| TEXT UNDER STUDY |
Notable for his ability to compress a whole chapter’s worth of insight to the size of Christmas cracker joke, George Orwell’s influence should be obvious to even those who have yet to read a single word that he wrote. His ideas have far transcended his books, providing the inspiration for countless works, including Terry Gilliam’s magnificent film Brazil and many songs by the band Muse, whose derivative form of alternative rock has become a tremendous hit with angry thirteen-year-old boys who refuse to tidy their bedrooms.
The quality of many these derived works, Brazil being one of few exceptions, is often pretty bad, which is perhaps proof enough of Orwell’s competency as a writer. It is true that often when something is said so well, there’s really no need to elaborate much further. But then why is it that screen adaptations of the author’s books have so frequently missed the mark?
One possible answer could be that Orwell’s work is largely open to interpretation depending on the reader’s political leanings, and that the satisfaction of reading a book like Nineteen Eighty-Four comes from being able to imagine its dystopian world from a personal point of view. Free from heavy-handed adjectives and graphic description, Orwell’s text enables readers to experience his ideas for themselves.

| INPUT DATA |
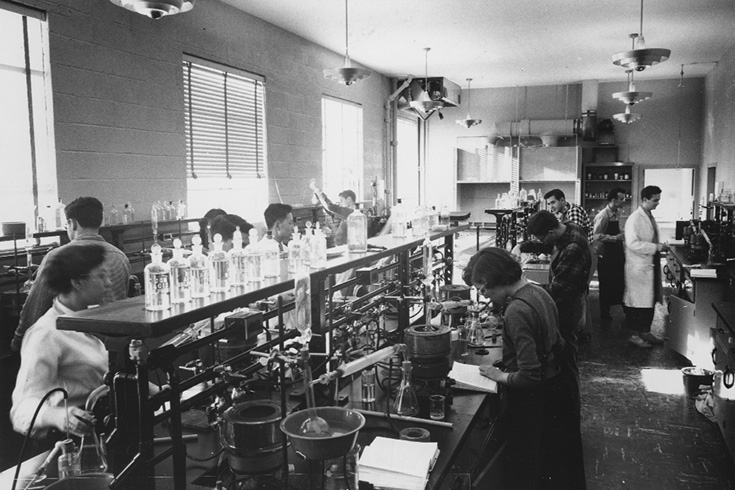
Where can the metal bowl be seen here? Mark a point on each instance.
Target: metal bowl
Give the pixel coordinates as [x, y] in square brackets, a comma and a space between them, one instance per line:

| EXERCISE DIRECTIONS |
Output the passage of the Orwell text exactly, starting at "Notable for his" and ending at "missed the mark?". The listing was taken from a different source than the text on Orwell.

| FINAL ANSWER |
Notable for his ability to compress a whole chapter’s worth of insight to the size of Christmas cracker joke, George Orwell’s influence should be obvious to even those who have yet to read a single word that he wrote. His ideas have far transcended his books, providing the inspiration for countless works, including Terry Gilliam’s magnificent film Brazil and many songs by the band Muse, whose derivative form of alternative rock has become a tremendous hit with angry thirteen-year-old boys who refuse to tidy their bedrooms.
The quality of many these derived works, Brazil being one of few exceptions, is often pretty bad, which is perhaps proof enough of Orwell’s competency as a writer. It is true that often when something is said so well, there’s really no need to elaborate much further. But then why is it that screen adaptations of the author’s books have so frequently missed the mark?